Luscomb v. Bowker

334 Mass. 468 (1956) 136 N.E.2d 192

FLORENCE H. LUSCOMB
vs.
PHILIP BOWKER & others.

Supreme Judicial Court of Massachusetts, Suffolk.

March 9, 1956. July 25, 1956.

Present: QUA, C.J., RONAN, WILKINS, COUNIHAN, & WHITTEMORE, JJ.

Oliver S. Allen, (Lawrence D. Shubow with him,) for the plaintiff.

Arnold H. Salisbury, Assistant Attorney General, for the defendant Grove and another.

Thomas H. Bresnahan, for the defendants Cashman and others.

Howard S. Whiteside, by leave of court, submitted a brief as amicus curiae.

QUA, C.J.

This bill in equity, originally brought against ten defendants, alleges that seven of the defendants are members of the special commission first established by c. 89 of *470 the Resolves of 1953, and subsequently revived and continued[1] "for the purpose of conducting an investigation and study of the extent, character and objects of communism and subversive activities and related matters within the commonwealth; the diffusion within the commonwealth of subversive and un-American propaganda that is instigated from foreign countries, or of a domestic origin, and attacks the principle of the form of government as guaranteed by our constitution and all other questions in relation thereto that would aid the general court in enacting any necessary remedial legislation." The three other original defendants were the clerk of the House of Representatives, the clerk of the Senate, and the Treasurer of the Commonwealth. The plaintiff has subsequently caused the bill to be dismissed as against the Treasurer of the Commonwealth.

- [Supplied material]:
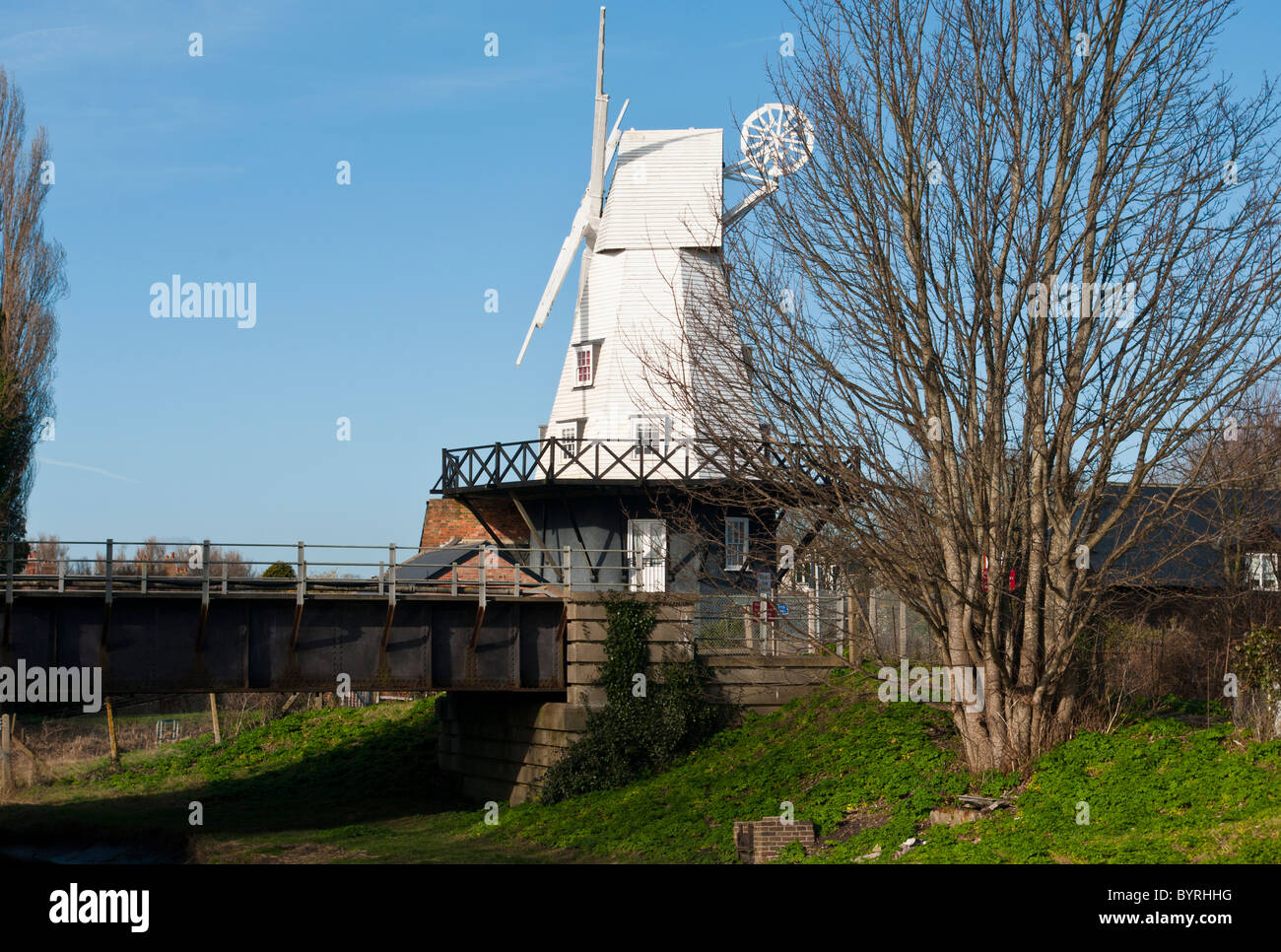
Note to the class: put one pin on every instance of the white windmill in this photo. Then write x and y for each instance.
(652, 250)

- [Task details]: Please write the next part of the Luscomb v. Bowker court opinion, starting right after its last sentence.

- [Exercise output]:
The commission consists of two members of the Senate, three members of the House of Representatives and two persons appointed by the Governor. It is commanded in broad terms to consider all aspects of the activities to which the resolves refer, including, but not limited to, educational, governmental, industrial and political activities. There are provisions in the resolves designed for the protection of witnesses who may be called before the commission and of other persons whose names may be mentioned and who consider their reputations to be adversely affected. Beginning with the renewal by c. 123 of the Resolves of 1954, a provision has been inserted requiring the final report of the commission to "include the name and all other identifying data available to the commission, of any individual, concerning whom, the commission, during the course of the investigation, has received creditable[2] evidence that such individual was or is a member of the communist party, a communist or a subversive." Resolves, 1955, c. 52. Resolves, 1956, c. 4.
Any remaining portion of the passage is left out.